Rewrite every one of the entries below with each "positive clicks" changed to "foreground clicks" and every other character left as it is. Leave the pictures out of your version.

(Items from a dataset)
______________________________

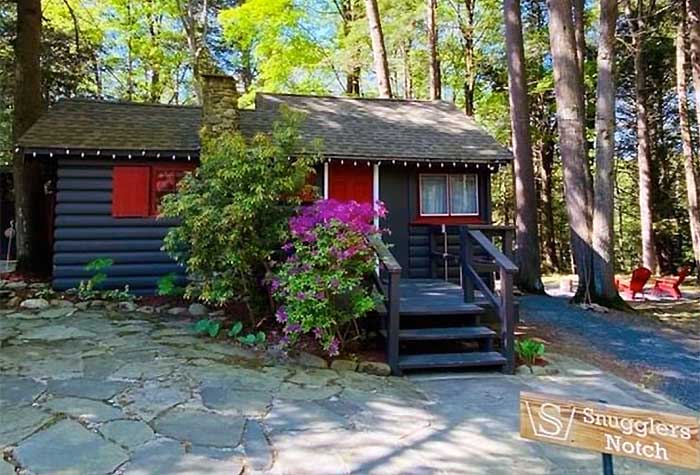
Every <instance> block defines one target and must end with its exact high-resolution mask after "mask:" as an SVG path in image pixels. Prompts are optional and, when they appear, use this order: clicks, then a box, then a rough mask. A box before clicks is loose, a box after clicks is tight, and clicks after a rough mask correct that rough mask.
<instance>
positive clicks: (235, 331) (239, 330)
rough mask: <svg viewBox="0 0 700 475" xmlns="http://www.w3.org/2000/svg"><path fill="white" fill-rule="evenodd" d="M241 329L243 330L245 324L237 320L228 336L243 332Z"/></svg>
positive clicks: (232, 327) (237, 334)
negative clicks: (244, 324) (241, 330)
mask: <svg viewBox="0 0 700 475" xmlns="http://www.w3.org/2000/svg"><path fill="white" fill-rule="evenodd" d="M241 330H243V324H242V323H241V322H236V323H234V324H233V326H232V327H231V329H230V330H229V331H228V336H230V337H235V336H237V335H238V334H239V333H240V332H241Z"/></svg>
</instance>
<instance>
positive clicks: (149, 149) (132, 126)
mask: <svg viewBox="0 0 700 475" xmlns="http://www.w3.org/2000/svg"><path fill="white" fill-rule="evenodd" d="M282 105H286V106H287V107H289V108H291V109H294V110H299V111H302V112H304V113H306V119H305V120H304V122H303V123H302V125H301V129H300V133H301V135H302V137H303V138H304V140H305V141H311V140H314V139H320V140H321V143H322V146H323V148H322V152H323V155H324V156H326V157H329V158H348V159H384V160H389V159H396V160H441V161H492V160H509V159H511V158H512V155H511V153H510V152H509V151H508V150H507V149H505V148H504V147H502V146H501V145H499V144H498V143H497V142H496V141H495V140H494V139H493V138H492V137H491V136H490V135H489V134H488V133H487V132H485V131H484V130H483V129H482V128H480V127H479V126H478V125H477V124H476V123H475V122H474V120H473V119H471V118H469V117H467V116H465V115H464V114H463V113H462V112H461V111H460V110H459V109H457V108H456V107H455V106H454V105H452V104H449V103H446V102H441V101H404V100H391V99H352V98H340V97H323V96H298V95H287V94H258V95H257V97H256V108H255V110H242V111H241V114H240V121H241V123H240V127H241V131H242V132H243V134H244V135H247V136H252V135H254V134H256V133H259V132H268V131H270V130H271V128H272V124H273V123H274V121H275V119H276V118H277V117H278V114H279V108H280V106H282ZM200 114H201V109H200V108H199V107H191V106H166V105H155V104H136V103H123V102H102V101H92V100H63V101H60V102H58V103H57V104H56V105H55V106H54V107H53V108H51V109H50V110H49V111H48V112H47V113H45V114H44V115H43V116H42V117H41V118H40V119H39V120H38V121H37V123H36V124H34V125H33V126H32V127H31V128H30V129H29V130H28V131H27V133H26V134H24V135H23V136H22V137H21V138H20V140H19V142H18V145H19V146H21V147H24V148H25V149H28V150H31V149H60V148H65V149H75V150H80V149H103V150H124V151H140V150H147V151H157V150H160V151H166V152H169V151H185V152H188V151H191V152H196V151H198V150H199V134H198V132H199V128H200Z"/></svg>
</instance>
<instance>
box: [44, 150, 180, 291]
mask: <svg viewBox="0 0 700 475" xmlns="http://www.w3.org/2000/svg"><path fill="white" fill-rule="evenodd" d="M120 163H123V162H120ZM113 164H114V162H112V161H106V160H101V161H100V160H86V159H80V160H73V159H59V160H58V168H57V183H56V189H57V193H56V207H55V218H54V243H53V252H54V254H53V287H54V288H55V289H57V290H66V289H69V288H74V287H77V286H78V284H79V282H80V281H81V280H87V279H89V278H90V277H92V275H93V273H92V272H88V271H86V270H85V269H84V267H85V265H86V264H87V263H88V262H90V261H91V260H93V259H97V258H110V259H113V260H114V264H113V265H112V267H111V268H110V269H109V270H107V271H106V273H107V276H108V278H107V280H106V281H105V285H104V287H105V288H123V287H124V286H125V285H128V286H129V289H130V290H131V291H132V293H134V294H138V295H152V294H154V293H155V289H156V286H157V282H158V279H160V278H161V277H163V276H164V275H166V274H169V273H171V272H174V273H176V274H177V275H178V276H179V279H178V280H179V281H180V283H184V281H185V271H184V268H183V267H181V266H179V265H177V264H176V263H175V262H174V261H173V260H172V259H171V258H170V257H169V256H168V255H167V254H166V253H165V252H163V251H162V250H161V247H162V246H163V237H164V236H165V235H166V233H167V232H168V229H169V228H170V227H171V226H173V225H175V224H176V221H174V220H165V219H156V218H113V217H112V168H113ZM129 164H132V162H129ZM133 164H134V165H138V164H146V162H140V163H139V162H136V161H134V162H133Z"/></svg>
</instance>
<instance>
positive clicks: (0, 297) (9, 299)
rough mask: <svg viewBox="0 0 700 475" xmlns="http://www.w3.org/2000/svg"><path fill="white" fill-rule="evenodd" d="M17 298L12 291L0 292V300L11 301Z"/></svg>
mask: <svg viewBox="0 0 700 475" xmlns="http://www.w3.org/2000/svg"><path fill="white" fill-rule="evenodd" d="M14 296H15V293H14V292H13V291H11V290H0V300H10V299H11V298H12V297H14Z"/></svg>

______________________________

■ **Solution**
Every <instance> block defines one target and must end with its exact high-resolution mask after "mask:" as an SVG path in image pixels. Prompts are optional and, when they appear, use this order: clicks, then a box, then a rough mask. A box before clicks is loose, a box after clicks is tight, and clicks after a rough mask correct that rough mask.
<instance>
foreground clicks: (235, 331) (239, 330)
rough mask: <svg viewBox="0 0 700 475" xmlns="http://www.w3.org/2000/svg"><path fill="white" fill-rule="evenodd" d="M241 329L243 330L245 324L237 320L228 336L243 332Z"/></svg>
foreground clicks: (232, 327) (237, 334)
negative clicks: (244, 324) (241, 330)
mask: <svg viewBox="0 0 700 475" xmlns="http://www.w3.org/2000/svg"><path fill="white" fill-rule="evenodd" d="M241 330H243V324H242V323H241V322H236V323H234V324H233V326H232V327H231V329H230V330H229V331H228V336H230V337H235V336H237V335H238V334H239V333H240V332H241Z"/></svg>
</instance>
<instance>
foreground clicks: (149, 149) (132, 126)
mask: <svg viewBox="0 0 700 475" xmlns="http://www.w3.org/2000/svg"><path fill="white" fill-rule="evenodd" d="M282 105H286V106H287V107H289V108H291V109H294V110H299V111H302V112H304V113H306V119H305V120H304V122H303V123H302V125H301V129H300V133H301V135H302V137H303V138H304V140H305V141H311V140H314V139H320V140H321V143H322V146H323V148H322V152H323V155H324V156H326V157H329V158H348V159H384V160H389V159H396V160H441V161H492V160H509V159H511V158H512V155H511V153H510V152H509V151H508V150H507V149H505V148H504V147H502V146H501V145H499V144H498V143H497V142H496V141H495V140H494V139H493V138H492V137H491V136H490V135H489V134H488V133H487V132H485V131H484V130H483V129H482V128H480V127H479V126H478V125H477V124H476V123H475V122H474V120H473V119H471V118H469V117H467V116H465V115H464V114H463V113H462V112H461V111H460V110H459V109H457V108H456V107H455V106H454V105H452V104H449V103H446V102H441V101H404V100H391V99H352V98H340V97H323V96H298V95H287V94H258V95H257V97H256V108H255V110H242V111H241V114H240V121H241V123H240V127H241V131H242V132H243V134H244V135H247V136H252V135H254V134H256V133H259V132H268V131H270V130H271V128H272V124H273V123H274V121H275V119H276V118H277V117H278V114H279V108H280V106H282ZM200 114H201V109H200V108H199V107H191V106H166V105H155V104H136V103H123V102H102V101H92V100H63V101H60V102H58V103H57V104H56V105H55V106H54V107H53V108H51V109H50V110H49V111H48V112H47V113H45V114H44V115H43V116H42V117H41V118H40V119H39V120H38V121H37V123H36V124H34V125H33V126H32V127H31V128H30V129H29V130H28V131H27V133H26V134H24V135H23V136H22V137H21V138H20V140H19V142H18V145H19V146H21V147H24V148H25V149H28V150H31V149H60V148H65V149H75V150H80V149H103V150H124V151H140V150H147V151H157V150H160V151H166V152H169V151H185V152H188V151H191V152H196V151H198V150H199V134H198V132H199V128H200Z"/></svg>
</instance>
<instance>
box: [44, 150, 180, 291]
mask: <svg viewBox="0 0 700 475" xmlns="http://www.w3.org/2000/svg"><path fill="white" fill-rule="evenodd" d="M120 163H123V162H120ZM113 164H114V162H112V161H106V160H101V161H100V160H86V159H80V160H73V159H59V160H58V168H57V183H56V189H57V193H56V207H55V218H54V243H53V252H54V254H53V287H54V288H55V289H57V290H66V289H69V288H74V287H77V286H78V284H79V282H80V281H81V280H87V279H89V278H90V277H92V275H93V273H92V272H88V271H86V270H85V269H84V267H85V265H86V264H87V263H88V262H90V261H91V260H93V259H97V258H110V259H113V260H114V264H113V265H112V267H111V268H110V269H109V270H107V271H106V273H107V276H108V278H107V280H106V281H105V285H104V287H105V288H123V287H124V286H125V285H128V286H129V289H130V290H131V291H132V293H134V294H138V295H152V294H154V293H155V289H156V286H157V282H158V279H160V278H161V277H163V276H164V275H166V274H169V273H171V272H174V273H176V274H177V275H178V276H179V279H178V280H179V281H180V283H184V281H185V271H184V268H183V267H181V266H179V265H177V264H176V263H175V262H174V261H173V260H172V259H171V258H170V257H169V256H168V255H167V254H166V253H165V252H163V251H162V250H161V247H162V246H163V237H164V236H165V235H166V233H167V232H168V229H169V228H170V227H171V226H173V225H175V224H176V221H174V220H165V219H156V218H113V217H112V168H113ZM129 164H132V162H129ZM133 164H134V165H138V164H146V162H140V163H139V162H136V161H134V162H133Z"/></svg>
</instance>
<instance>
foreground clicks: (0, 297) (9, 299)
rough mask: <svg viewBox="0 0 700 475" xmlns="http://www.w3.org/2000/svg"><path fill="white" fill-rule="evenodd" d="M17 298L12 291L0 292V300L11 301Z"/></svg>
mask: <svg viewBox="0 0 700 475" xmlns="http://www.w3.org/2000/svg"><path fill="white" fill-rule="evenodd" d="M14 296H15V293H14V292H13V291H11V290H0V300H10V299H11V298H12V297H14Z"/></svg>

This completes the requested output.